De opdracht - Geef alle regels van het materiaal hieronder woord voor woord terug, maar laat de afbeeldingen weg.

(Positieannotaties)
**********
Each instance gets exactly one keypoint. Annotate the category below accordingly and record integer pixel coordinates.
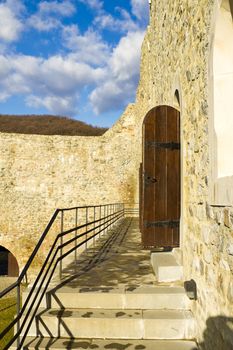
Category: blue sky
(78, 58)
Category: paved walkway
(117, 259)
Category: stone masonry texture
(41, 173)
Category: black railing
(96, 220)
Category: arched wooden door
(8, 263)
(160, 179)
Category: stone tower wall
(41, 173)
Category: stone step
(166, 267)
(32, 343)
(144, 297)
(116, 324)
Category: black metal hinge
(167, 145)
(170, 224)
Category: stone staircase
(84, 314)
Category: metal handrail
(92, 228)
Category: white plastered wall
(223, 104)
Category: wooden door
(13, 268)
(160, 211)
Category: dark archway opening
(8, 263)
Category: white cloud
(125, 23)
(64, 8)
(43, 24)
(86, 64)
(10, 26)
(140, 8)
(94, 4)
(49, 13)
(53, 83)
(123, 71)
(88, 48)
(54, 104)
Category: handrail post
(61, 242)
(75, 242)
(105, 217)
(100, 220)
(18, 311)
(86, 227)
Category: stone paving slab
(114, 344)
(117, 259)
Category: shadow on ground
(218, 334)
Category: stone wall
(41, 173)
(177, 54)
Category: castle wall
(41, 173)
(176, 54)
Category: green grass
(7, 313)
(47, 125)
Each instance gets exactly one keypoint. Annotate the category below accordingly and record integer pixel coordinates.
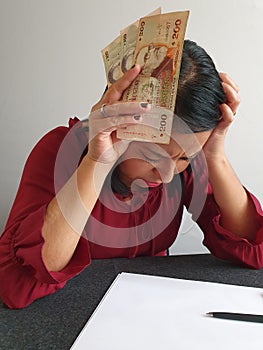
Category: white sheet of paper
(150, 312)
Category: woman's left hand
(214, 147)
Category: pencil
(236, 316)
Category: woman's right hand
(108, 115)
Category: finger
(226, 79)
(227, 118)
(112, 123)
(116, 90)
(232, 98)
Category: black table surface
(55, 321)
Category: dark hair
(200, 90)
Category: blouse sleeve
(199, 200)
(23, 274)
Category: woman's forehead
(187, 144)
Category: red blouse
(146, 226)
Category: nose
(166, 168)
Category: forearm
(238, 214)
(68, 212)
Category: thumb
(227, 118)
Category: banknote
(158, 51)
(128, 42)
(118, 55)
(111, 55)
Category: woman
(125, 199)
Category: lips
(153, 184)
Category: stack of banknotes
(155, 42)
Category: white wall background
(51, 68)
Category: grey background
(51, 68)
**********
Oplossing -
Each instance gets exactly one keypoint. Annotate the category below accordingly and record integer pixel coordinates.
Category: blue sky
(78, 58)
Category: paved walkway
(117, 259)
Category: stone masonry texture
(41, 173)
Category: black railing
(96, 220)
Category: arched wooden door
(8, 263)
(160, 179)
Category: stone tower wall
(41, 173)
Category: stone step
(166, 267)
(32, 343)
(144, 297)
(116, 324)
Category: black metal hinge
(167, 145)
(170, 224)
Category: stone staircase
(84, 314)
Category: metal handrail
(92, 228)
Category: white plastered wall
(223, 104)
Category: wooden door
(13, 268)
(160, 211)
Category: dark archway opening
(8, 263)
Category: white cloud
(125, 23)
(64, 8)
(43, 24)
(86, 64)
(10, 26)
(140, 8)
(94, 4)
(49, 13)
(53, 83)
(123, 71)
(88, 48)
(54, 104)
Category: handrail post
(61, 242)
(75, 242)
(105, 217)
(100, 220)
(18, 311)
(86, 227)
Category: stone paving slab
(114, 344)
(117, 259)
Category: shadow on ground
(218, 334)
Category: stone wall
(41, 173)
(177, 54)
Category: castle wall
(41, 173)
(176, 54)
Category: green grass
(7, 313)
(47, 125)
Each instance gets exactly one keypoint. Annotate the category below accordingly and record integer pixel coordinates.
Category: white sheet of paper
(150, 312)
Category: woman's left hand
(214, 147)
Category: pencil
(236, 316)
Category: woman's right hand
(108, 115)
Category: finger
(226, 79)
(227, 118)
(112, 123)
(116, 90)
(232, 98)
Category: black table surface
(55, 321)
Category: dark hair
(200, 90)
Category: blouse sleeve
(199, 200)
(23, 274)
Category: woman's forehead
(187, 144)
Category: red blouse
(146, 226)
Category: nose
(166, 168)
Category: forearm
(238, 214)
(68, 212)
Category: thumb
(227, 118)
Category: banknote
(158, 51)
(128, 42)
(118, 55)
(111, 55)
Category: woman
(125, 199)
Category: lips
(153, 184)
Category: stack of banknotes
(155, 42)
Category: white wall background
(51, 68)
Category: grey background
(51, 68)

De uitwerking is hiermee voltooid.